- _Task brief_:
Within the entries that follow, report how many lines contain the word "below", giving the number by itself.

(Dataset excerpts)
__________

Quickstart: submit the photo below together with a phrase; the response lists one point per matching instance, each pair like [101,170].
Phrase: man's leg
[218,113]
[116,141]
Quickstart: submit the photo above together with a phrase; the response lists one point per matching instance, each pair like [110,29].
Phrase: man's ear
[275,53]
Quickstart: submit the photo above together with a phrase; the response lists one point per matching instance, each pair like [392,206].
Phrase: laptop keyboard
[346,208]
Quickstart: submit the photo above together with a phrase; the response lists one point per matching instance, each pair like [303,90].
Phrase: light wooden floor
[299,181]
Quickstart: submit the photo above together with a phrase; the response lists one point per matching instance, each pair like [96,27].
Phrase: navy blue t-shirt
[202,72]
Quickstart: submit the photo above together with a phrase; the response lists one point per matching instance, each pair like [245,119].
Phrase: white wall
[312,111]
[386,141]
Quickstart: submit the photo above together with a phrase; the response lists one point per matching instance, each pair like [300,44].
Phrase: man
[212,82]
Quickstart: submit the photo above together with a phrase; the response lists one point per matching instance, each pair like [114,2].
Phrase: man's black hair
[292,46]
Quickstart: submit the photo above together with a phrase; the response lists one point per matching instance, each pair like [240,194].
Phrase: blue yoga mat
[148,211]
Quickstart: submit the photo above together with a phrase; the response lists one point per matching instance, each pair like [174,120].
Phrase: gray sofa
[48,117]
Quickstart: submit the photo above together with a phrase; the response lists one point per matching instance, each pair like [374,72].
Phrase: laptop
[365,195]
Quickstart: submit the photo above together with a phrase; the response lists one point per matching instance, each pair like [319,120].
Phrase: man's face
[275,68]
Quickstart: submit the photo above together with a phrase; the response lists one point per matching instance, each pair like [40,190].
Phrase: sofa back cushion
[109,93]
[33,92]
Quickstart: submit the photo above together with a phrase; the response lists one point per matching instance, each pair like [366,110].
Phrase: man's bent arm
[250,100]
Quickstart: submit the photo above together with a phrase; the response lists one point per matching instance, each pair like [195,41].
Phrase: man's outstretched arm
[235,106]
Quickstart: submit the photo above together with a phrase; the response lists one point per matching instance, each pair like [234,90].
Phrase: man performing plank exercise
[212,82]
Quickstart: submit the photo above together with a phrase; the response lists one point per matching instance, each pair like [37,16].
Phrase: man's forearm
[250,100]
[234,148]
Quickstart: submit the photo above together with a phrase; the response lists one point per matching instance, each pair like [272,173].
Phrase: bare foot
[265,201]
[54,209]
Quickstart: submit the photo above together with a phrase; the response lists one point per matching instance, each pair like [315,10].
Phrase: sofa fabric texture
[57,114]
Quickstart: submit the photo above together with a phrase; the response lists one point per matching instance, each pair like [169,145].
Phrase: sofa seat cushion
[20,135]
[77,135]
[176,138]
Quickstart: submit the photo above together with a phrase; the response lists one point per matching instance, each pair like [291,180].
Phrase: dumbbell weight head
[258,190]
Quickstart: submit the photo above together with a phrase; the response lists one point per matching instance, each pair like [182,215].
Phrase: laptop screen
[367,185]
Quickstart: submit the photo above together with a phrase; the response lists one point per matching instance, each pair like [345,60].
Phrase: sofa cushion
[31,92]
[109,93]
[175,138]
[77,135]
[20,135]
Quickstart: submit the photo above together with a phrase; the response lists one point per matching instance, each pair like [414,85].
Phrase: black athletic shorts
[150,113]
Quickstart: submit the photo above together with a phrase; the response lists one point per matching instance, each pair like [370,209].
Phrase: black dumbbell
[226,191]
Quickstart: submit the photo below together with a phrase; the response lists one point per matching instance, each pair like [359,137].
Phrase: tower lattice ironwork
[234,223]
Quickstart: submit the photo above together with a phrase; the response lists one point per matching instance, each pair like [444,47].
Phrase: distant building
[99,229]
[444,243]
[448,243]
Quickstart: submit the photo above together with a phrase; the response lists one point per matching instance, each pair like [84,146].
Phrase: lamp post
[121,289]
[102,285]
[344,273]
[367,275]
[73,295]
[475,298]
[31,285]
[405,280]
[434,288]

__________

- _Exercise output_:
2